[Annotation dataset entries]
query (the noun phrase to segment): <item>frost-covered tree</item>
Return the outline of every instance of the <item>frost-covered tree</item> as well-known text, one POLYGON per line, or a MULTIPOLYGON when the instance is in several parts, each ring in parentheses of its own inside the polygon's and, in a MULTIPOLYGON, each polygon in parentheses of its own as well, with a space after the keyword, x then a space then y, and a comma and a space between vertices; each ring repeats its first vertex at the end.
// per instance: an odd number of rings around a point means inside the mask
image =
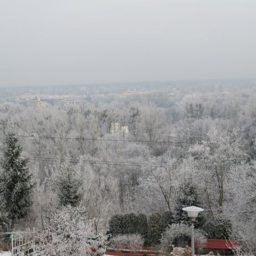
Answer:
MULTIPOLYGON (((191 228, 189 226, 184 223, 172 224, 169 225, 163 232, 161 239, 161 245, 163 249, 167 249, 172 245, 185 247, 189 245, 191 237, 191 228)), ((198 247, 202 248, 206 242, 203 232, 200 229, 194 229, 194 238, 198 247)))
POLYGON ((38 232, 35 248, 39 256, 103 254, 105 238, 96 238, 93 221, 88 219, 84 207, 69 205, 55 209, 51 223, 38 232))
POLYGON ((12 229, 16 221, 27 214, 32 204, 34 184, 27 167, 28 160, 22 157, 22 151, 15 134, 8 131, 3 147, 0 187, 12 229))
MULTIPOLYGON (((201 206, 199 202, 197 187, 191 182, 186 182, 182 185, 179 196, 176 201, 176 206, 174 211, 174 221, 177 223, 182 223, 190 224, 190 221, 187 213, 182 210, 183 208, 188 206, 201 206)), ((202 227, 203 223, 203 217, 202 214, 197 218, 196 226, 202 227)))

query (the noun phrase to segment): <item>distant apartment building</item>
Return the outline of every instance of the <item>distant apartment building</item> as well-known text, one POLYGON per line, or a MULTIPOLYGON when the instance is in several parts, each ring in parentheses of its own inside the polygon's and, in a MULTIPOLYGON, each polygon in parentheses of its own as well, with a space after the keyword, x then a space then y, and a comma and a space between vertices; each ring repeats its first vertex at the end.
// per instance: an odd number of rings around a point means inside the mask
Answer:
POLYGON ((28 106, 32 107, 40 107, 45 106, 47 103, 44 101, 41 101, 39 97, 35 97, 34 98, 30 98, 27 101, 28 106))
POLYGON ((111 133, 117 134, 124 137, 128 135, 129 131, 128 126, 121 126, 119 122, 116 122, 111 125, 111 133))

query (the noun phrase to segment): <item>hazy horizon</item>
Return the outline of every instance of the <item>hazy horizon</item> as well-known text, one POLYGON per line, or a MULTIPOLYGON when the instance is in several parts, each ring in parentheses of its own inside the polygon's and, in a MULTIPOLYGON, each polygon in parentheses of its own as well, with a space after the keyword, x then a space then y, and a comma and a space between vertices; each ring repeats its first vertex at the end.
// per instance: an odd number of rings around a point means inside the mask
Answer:
POLYGON ((3 1, 0 86, 254 79, 255 9, 253 0, 3 1))

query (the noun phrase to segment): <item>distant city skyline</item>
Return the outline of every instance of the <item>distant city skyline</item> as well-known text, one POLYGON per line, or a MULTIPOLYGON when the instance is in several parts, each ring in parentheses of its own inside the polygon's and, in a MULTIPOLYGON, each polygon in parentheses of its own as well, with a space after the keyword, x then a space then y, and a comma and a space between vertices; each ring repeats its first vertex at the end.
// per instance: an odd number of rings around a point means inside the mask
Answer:
POLYGON ((254 0, 3 0, 0 87, 256 78, 254 0))

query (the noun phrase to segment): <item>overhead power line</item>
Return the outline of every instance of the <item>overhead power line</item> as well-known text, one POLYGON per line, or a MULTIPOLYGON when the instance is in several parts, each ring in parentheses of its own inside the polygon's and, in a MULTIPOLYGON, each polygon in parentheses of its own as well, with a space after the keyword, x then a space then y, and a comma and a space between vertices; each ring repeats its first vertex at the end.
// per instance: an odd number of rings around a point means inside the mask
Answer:
MULTIPOLYGON (((53 157, 37 157, 33 156, 22 156, 21 158, 23 159, 28 159, 29 160, 40 162, 58 162, 58 158, 53 157)), ((0 157, 0 158, 3 159, 3 157, 0 157)), ((59 158, 61 160, 66 161, 68 160, 70 163, 86 163, 90 165, 111 165, 111 166, 129 166, 129 167, 143 167, 148 166, 149 163, 137 163, 133 162, 117 162, 117 161, 100 161, 100 160, 78 160, 75 158, 59 158)), ((152 164, 155 166, 160 167, 159 165, 152 164)))
MULTIPOLYGON (((127 142, 142 142, 142 143, 165 143, 168 144, 202 144, 211 145, 212 143, 197 142, 194 143, 186 141, 149 141, 149 140, 114 140, 111 139, 93 139, 93 138, 83 138, 76 137, 72 138, 69 137, 53 137, 44 136, 31 136, 31 135, 15 135, 16 137, 25 137, 25 138, 38 138, 45 139, 59 139, 59 140, 89 140, 89 141, 122 141, 127 142)), ((171 137, 171 136, 169 136, 171 137)))

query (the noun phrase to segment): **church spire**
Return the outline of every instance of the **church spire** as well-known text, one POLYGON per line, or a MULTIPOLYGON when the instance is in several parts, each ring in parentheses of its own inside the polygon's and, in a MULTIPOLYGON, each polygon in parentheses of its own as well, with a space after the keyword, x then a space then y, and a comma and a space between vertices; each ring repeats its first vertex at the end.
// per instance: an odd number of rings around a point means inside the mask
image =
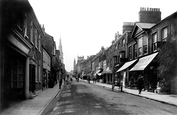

Exercise goal: Show every line of the records above that contains the string "city".

Output for this exercise:
query (the noun phrase to segment): <item>distant city skyline</item>
Return the outline of every instance of the <item>distant city skyline</item> as well-known text, one POLYGON per line, or a MULTIPOLYGON when the instance is in several parts, each ring in parentheses of its own inside the polygon's and, in a MULTIPOLYGON, each polygon in parentheses of its own as well, with a space after the keyword, x then a space then y, and a comma and a space between vertices; each ring repeats its first vertex at the end.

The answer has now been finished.